Reproduce every one of the following records verbatim, with nothing added, omitted, or altered.

## Start SUPPLIED MATERIAL

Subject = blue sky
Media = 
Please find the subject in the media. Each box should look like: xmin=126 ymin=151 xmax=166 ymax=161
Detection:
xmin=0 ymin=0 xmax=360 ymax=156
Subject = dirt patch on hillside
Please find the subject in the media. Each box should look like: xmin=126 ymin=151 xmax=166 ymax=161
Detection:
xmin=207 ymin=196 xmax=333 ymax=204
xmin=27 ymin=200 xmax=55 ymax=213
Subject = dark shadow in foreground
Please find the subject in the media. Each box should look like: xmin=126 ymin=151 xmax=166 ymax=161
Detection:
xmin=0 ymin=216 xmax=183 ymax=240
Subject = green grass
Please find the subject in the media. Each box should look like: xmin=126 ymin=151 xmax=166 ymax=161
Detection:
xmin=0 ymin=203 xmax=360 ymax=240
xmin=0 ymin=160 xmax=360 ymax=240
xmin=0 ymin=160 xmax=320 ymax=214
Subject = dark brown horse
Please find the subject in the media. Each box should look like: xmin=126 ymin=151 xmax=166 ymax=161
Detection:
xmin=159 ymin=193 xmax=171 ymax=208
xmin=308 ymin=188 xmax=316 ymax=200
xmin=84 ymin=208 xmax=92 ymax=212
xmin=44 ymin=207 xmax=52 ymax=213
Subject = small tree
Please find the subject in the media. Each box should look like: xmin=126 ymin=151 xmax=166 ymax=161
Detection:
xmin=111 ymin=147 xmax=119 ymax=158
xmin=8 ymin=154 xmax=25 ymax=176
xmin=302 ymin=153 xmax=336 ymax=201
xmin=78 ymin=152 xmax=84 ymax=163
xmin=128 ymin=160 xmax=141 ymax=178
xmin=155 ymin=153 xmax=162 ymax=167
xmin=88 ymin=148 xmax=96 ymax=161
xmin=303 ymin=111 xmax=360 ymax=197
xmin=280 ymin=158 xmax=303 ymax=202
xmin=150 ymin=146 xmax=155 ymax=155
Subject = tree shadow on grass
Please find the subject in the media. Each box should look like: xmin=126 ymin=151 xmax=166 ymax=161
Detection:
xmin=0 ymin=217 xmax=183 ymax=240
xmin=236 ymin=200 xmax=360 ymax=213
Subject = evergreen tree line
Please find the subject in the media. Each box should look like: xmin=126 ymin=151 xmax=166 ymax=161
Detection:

## End SUPPLIED MATERIAL

### FINAL ANSWER
Subject = blue sky
Media = 
Please find the subject in the media. Each box should look like: xmin=126 ymin=151 xmax=166 ymax=161
Detection:
xmin=0 ymin=0 xmax=360 ymax=156
Subject = dirt patch on hillside
Please find the subject in the media. Each box should look like: xmin=126 ymin=151 xmax=166 ymax=161
Detection:
xmin=207 ymin=196 xmax=333 ymax=204
xmin=27 ymin=200 xmax=55 ymax=213
Subject = dark shadow in foreground
Please find the subject in the media. Each box should look like: xmin=126 ymin=151 xmax=166 ymax=161
Detection:
xmin=0 ymin=216 xmax=183 ymax=240
Subject = green grass
Please find the subject in the media. Each box should look like: xmin=126 ymin=151 xmax=166 ymax=161
Detection:
xmin=0 ymin=203 xmax=360 ymax=240
xmin=0 ymin=160 xmax=360 ymax=240
xmin=0 ymin=160 xmax=320 ymax=214
Subject = dark brown horse
Please find the subject in the media. Each box should look like: xmin=126 ymin=151 xmax=166 ymax=161
Detection:
xmin=159 ymin=193 xmax=171 ymax=208
xmin=308 ymin=188 xmax=316 ymax=200
xmin=84 ymin=208 xmax=92 ymax=212
xmin=44 ymin=207 xmax=52 ymax=213
Subject = small tree
Please find the subject in the media. Each box should look like: xmin=126 ymin=151 xmax=166 ymax=161
Detection:
xmin=111 ymin=147 xmax=119 ymax=158
xmin=8 ymin=154 xmax=25 ymax=176
xmin=302 ymin=153 xmax=336 ymax=201
xmin=78 ymin=152 xmax=84 ymax=163
xmin=128 ymin=160 xmax=141 ymax=178
xmin=155 ymin=153 xmax=162 ymax=167
xmin=88 ymin=148 xmax=96 ymax=161
xmin=303 ymin=111 xmax=360 ymax=197
xmin=280 ymin=158 xmax=303 ymax=202
xmin=150 ymin=146 xmax=155 ymax=155
Subject = tree shadow on grass
Please find the subject in the media. Each box should look like: xmin=126 ymin=151 xmax=166 ymax=161
Detection:
xmin=0 ymin=217 xmax=183 ymax=240
xmin=236 ymin=200 xmax=360 ymax=213
Subject = evergreen tree line
Please find the subject in the media. Each box should look like: xmin=126 ymin=151 xmax=166 ymax=161
Detection:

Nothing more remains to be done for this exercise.